### Stored data entries
·····
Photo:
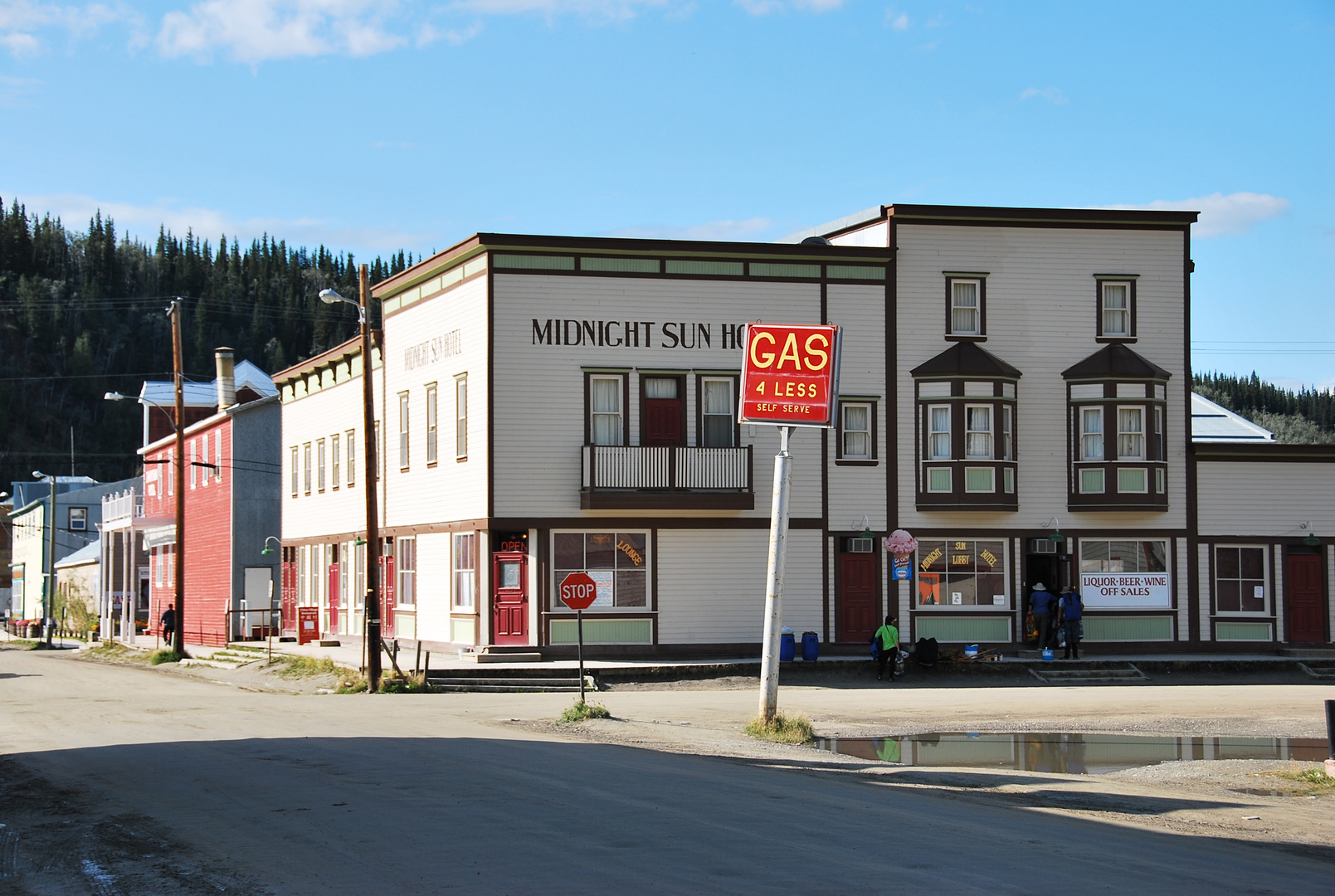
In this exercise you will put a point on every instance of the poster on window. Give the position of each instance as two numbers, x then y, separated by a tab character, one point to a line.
1124	589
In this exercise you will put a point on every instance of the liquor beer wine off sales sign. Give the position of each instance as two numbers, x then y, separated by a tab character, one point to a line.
789	376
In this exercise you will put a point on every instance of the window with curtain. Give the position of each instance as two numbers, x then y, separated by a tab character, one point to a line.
1131	433
717	413
856	431
1116	309
964	309
938	431
605	424
977	431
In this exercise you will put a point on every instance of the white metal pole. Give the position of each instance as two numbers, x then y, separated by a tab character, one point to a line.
775	580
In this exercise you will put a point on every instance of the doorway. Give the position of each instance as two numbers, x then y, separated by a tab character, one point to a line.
665	411
1303	598
509	598
857	597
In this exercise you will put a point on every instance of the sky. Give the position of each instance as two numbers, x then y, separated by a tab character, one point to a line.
373	126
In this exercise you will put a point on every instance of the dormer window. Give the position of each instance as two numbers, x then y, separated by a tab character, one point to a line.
966	304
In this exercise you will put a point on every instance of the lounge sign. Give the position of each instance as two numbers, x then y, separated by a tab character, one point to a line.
791	374
1124	589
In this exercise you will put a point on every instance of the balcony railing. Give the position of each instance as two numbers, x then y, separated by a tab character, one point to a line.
664	471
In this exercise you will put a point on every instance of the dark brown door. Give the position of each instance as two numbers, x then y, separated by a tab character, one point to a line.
662	411
1303	598
857	598
509	598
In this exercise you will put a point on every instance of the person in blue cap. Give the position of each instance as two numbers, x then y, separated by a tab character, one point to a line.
·····
### Short task
Rewrite all of the material above with "exercise" changed to "task" everywhere and nothing else altered. Leave out the pictures.

### Response below
Photo:
In this task you will put a point on every instance of the poster on window. Give the position of each instance as two numbers, x then y, separated by a tab character, one point to a line.
1124	589
In this task you will put a point on every instance of the liquor beer wine off sales sign. Give the position of each instance as two numbers, x then y, separated by a tab character, one point to a line.
789	376
In this task you will put a point on every instance of the window with curtain. Give the position of each instance as two numbers, x then y, separated by a tab character, one point to a line.
1131	433
717	413
856	431
1116	309
964	309
938	431
605	424
977	431
In this task you will put a point on every instance of the white metal pole. Give the position of each instance as two numbers, x then y, separated by a tab character, one point to a line.
775	580
In this task you will put a point on every instance of the doorway. Give the position of each instance as two numbers, x then y, separated by a tab character, one point to a line.
665	411
1303	598
509	598
857	597
In this task you will put a point on every instance of the sky. Give the position of each instance as two numbers, x then y, separated by a tab character, one point to a line.
373	126
In this task you will put a point on every instance of the dormer window. Give the position of each instance as two numbers, x then y, separated by a tab character, one point to a line.
966	304
In this task you will put a point on every instance of the lounge sign. Give the position of each instance as two numbers, x then y, separated by a tab character, one point to a line.
791	374
1124	589
In this task you will put a point on every instance of the balcony railing. Give the position of each instance as two numbers, x then y, separated by a tab character, one point to a line.
664	471
In this task you will put a point on every instance of the dark brown door. Give the position of each instance as two numbers, x then y, separated by a tab character, one point to a line.
662	411
1303	598
857	598
509	598
In this task you will put a point on every instance of the person in blue cap. Give the position of each instance as two numbers, x then y, separated by a tab character, one point to a line.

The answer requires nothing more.